→ Pointing dataset excerpts:
....................

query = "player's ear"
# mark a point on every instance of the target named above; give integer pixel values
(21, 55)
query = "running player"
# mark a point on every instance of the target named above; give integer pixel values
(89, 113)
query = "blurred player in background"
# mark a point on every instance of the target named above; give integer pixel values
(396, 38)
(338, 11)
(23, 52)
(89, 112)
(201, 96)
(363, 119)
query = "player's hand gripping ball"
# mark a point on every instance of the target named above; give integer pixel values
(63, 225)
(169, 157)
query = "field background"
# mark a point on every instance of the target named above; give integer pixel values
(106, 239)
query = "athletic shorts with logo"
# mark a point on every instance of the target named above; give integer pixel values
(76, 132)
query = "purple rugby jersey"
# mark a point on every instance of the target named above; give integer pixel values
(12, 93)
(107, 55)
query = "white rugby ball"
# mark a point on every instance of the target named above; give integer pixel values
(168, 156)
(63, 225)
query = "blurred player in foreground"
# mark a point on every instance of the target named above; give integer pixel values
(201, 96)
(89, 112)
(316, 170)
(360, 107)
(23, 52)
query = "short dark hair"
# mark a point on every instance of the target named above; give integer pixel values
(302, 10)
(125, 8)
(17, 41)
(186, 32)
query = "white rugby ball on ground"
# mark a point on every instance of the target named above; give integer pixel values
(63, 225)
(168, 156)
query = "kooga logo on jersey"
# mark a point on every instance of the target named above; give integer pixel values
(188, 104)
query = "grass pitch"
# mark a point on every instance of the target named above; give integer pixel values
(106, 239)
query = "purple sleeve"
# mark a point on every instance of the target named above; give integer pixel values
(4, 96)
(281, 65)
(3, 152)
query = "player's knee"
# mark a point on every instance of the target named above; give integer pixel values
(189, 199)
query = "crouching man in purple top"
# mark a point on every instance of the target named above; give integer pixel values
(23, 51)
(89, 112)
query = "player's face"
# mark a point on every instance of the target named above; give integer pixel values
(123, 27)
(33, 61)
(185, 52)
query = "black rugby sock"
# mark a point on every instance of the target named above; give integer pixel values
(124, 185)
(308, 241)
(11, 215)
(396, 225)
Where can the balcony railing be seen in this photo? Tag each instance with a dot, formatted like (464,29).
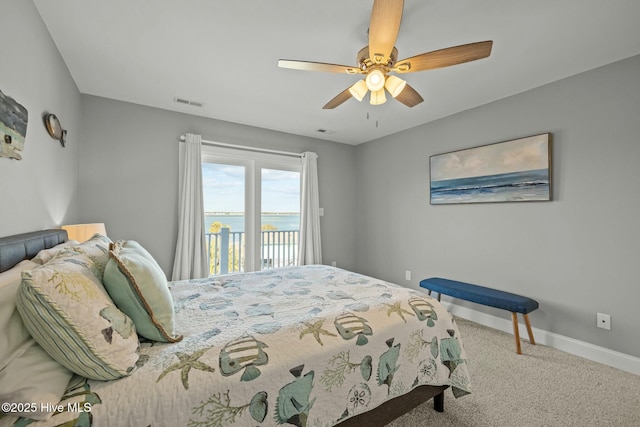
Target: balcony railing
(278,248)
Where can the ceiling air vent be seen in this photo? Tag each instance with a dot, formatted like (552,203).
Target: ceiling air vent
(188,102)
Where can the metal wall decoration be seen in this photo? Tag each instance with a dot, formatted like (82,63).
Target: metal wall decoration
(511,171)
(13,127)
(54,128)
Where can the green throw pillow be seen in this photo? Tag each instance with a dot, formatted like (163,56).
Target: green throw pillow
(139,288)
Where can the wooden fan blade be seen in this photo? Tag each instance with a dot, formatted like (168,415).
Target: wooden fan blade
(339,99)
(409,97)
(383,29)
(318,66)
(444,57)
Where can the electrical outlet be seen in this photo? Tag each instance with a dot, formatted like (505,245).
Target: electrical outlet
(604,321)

....................

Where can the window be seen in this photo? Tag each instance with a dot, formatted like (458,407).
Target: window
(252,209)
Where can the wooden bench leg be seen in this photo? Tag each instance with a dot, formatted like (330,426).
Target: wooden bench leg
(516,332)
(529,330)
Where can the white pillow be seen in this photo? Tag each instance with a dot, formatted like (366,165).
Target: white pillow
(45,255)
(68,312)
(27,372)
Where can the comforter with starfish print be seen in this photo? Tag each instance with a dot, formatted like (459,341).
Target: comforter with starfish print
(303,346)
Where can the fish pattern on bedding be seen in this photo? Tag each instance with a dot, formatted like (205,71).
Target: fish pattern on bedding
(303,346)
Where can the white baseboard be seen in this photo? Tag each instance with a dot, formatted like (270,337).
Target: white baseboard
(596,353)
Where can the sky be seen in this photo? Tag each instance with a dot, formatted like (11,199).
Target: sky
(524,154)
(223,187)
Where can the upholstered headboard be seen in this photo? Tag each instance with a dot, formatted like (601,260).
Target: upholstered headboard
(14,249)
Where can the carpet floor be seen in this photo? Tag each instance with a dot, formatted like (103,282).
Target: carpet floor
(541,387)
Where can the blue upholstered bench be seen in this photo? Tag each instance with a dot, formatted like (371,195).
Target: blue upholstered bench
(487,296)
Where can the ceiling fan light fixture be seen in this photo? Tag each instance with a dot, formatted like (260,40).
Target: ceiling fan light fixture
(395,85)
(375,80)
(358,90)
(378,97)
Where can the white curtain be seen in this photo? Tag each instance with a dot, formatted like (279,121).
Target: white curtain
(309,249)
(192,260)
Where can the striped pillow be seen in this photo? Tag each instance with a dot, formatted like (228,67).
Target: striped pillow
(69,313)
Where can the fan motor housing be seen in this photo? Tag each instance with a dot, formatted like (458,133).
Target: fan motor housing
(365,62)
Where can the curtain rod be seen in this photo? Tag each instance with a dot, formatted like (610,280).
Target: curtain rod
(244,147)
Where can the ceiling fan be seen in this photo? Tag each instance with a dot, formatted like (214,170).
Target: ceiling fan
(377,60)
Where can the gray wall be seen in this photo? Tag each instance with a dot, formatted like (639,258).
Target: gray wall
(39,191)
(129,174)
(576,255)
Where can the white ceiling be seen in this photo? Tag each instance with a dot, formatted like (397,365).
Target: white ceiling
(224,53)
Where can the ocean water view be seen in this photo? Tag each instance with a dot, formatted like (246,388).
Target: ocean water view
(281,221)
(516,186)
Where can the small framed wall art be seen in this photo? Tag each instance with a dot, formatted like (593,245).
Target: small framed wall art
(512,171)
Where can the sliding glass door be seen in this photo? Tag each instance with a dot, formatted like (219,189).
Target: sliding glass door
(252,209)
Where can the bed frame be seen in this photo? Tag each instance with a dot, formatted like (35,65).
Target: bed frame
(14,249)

....................

→ Written task:
Show every line above that contains the word "water".

→ Full answer:
Where can the ocean water view be seen in this photo? Tag each instance with a dot, formatted like (246,388).
Target: ocean water view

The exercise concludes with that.